Selected passage
>> BEGIN
The development of this rhetoric continues through a series of processes: world rationalization, secularization of thought, loss of one’s fondness for community links, and assertion of individualism. In France, we are very aware of the strong moments of this movement. First, we have the quarrel of the Ancient and the Modern, in which the champions were, on the one hand, Boileau, Racine, Bossuet, La Bruyere, and, on the other, Quinault, Saint-Evremond, Fontenelle. The last of these was the author of Digression sur les Anciens et les Modernes which appeared during the same year (1688) that Perrault began his compilation of Paralleles des Anciens et des Modernes (1688–1692). Descartes had already affirmed that there is no reason

to bow down before the Ancient because of their great age, it is more ourselves who should be called Ancient. The world is now older than before and we have a greater experience of things.

Here we see that the old image of dwarves perched upon the shoulders of giants has reappeared. In fact, it was not only a question of the specific literary value within the works of Antiquity. The opposition was especially interested in the effectiveness of progress of intelligence and morality: the Ancient remained attached to the idea of an original and ‘natural’ simplicity, while the Modern believed in the beneficial effects of civilization.

Another important step was the period known as the Aufklarung, the Enlightenment, the Siecle des Lumieres which in France was the setting for the adventure of the Encyclopaedia. In a world plunging into obscurity due to the effacing of religious signals, there emerged a willingness to maintain an illuminated centre—and to assume the heritage—far from the models which had merely to be imitated. ‘Modernity’ provided support for ideas of progress and freedom: ‘Laisser faire (les hommes), laisser passer (les merchandises)’ ‘Let them do (men), let them pass (merchandise).’ This injunction coined by Gournay, became the motto of economical liberalism, an expression of modernity. Free examination, free expansion, free pleasure in fact cumulated their impact at the time of the Enlightenment, but it was not until the next century, with the continuation of the democratic and industrial revolutions, that modernity acquired its full political and economic significance.

Without a doubt, modernity is the inseparable companion of industrialization, of urbanization, and of the introduction of regular salaries, which characterize a productive society wholly placed under the sign of the division of work. It is also an integral part of a progressive movement towards a mass consumer society based upon standardization. The new way of life that it engenders, of which dissociation of work place and living environment, as observed by Max Weber, is just one aspect, corresponds to the organization of the ‘modern’ state, the centralized, the bureaucratic state and the promotion of the individual as an abstraction, which in turn creates the combination, in the universal de-realization exposed by Marx, of the rationality of the state—henceforth equipped with a constitution—and of private interests—which are linked solidly to ownership. However, the concepts we have just discussed are not, objectively speaking, the most essential part of what we are seeking to understand. This can be found in the anxiety which overtakes the individual freed from the old magic-religious mechanism and which will, in the end, only be alienated by new networks of mediation. Mobility has in fact reached a state of subjectivity and has rendered the identity of the subject uncertain, so that from then onwards it will be predisposed to instability.
>> END
Shape annotation items
>> BEGIN
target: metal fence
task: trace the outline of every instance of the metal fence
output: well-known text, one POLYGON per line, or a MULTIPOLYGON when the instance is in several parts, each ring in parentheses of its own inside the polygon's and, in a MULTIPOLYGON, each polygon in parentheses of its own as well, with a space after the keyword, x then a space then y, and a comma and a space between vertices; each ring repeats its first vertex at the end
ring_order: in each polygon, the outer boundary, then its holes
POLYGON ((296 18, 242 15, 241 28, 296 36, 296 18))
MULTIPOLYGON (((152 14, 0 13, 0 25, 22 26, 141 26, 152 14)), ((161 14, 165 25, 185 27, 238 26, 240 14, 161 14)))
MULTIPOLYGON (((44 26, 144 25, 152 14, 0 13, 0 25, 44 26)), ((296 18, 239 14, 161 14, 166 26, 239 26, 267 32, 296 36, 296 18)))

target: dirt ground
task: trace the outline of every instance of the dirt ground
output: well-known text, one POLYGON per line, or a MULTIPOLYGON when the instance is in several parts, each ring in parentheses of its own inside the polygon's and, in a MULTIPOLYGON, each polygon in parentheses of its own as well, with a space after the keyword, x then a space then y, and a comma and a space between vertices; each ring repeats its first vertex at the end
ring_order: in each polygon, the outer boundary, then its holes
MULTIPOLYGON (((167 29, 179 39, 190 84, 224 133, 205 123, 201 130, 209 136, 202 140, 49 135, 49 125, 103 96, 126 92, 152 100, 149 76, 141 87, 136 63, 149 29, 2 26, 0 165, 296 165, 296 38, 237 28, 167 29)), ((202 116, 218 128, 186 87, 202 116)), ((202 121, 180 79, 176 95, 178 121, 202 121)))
>> END
Your instructions
Reproduce word for word the part of the passage on modernity that begins at the words "to bow down" and stops after "experience of things.". These items have nothing to do with the passage on modernity.

Response to the exercise
to bow down before the Ancient because of their great age, it is more ourselves who should be called Ancient. The world is now older than before and we have a greater experience of things.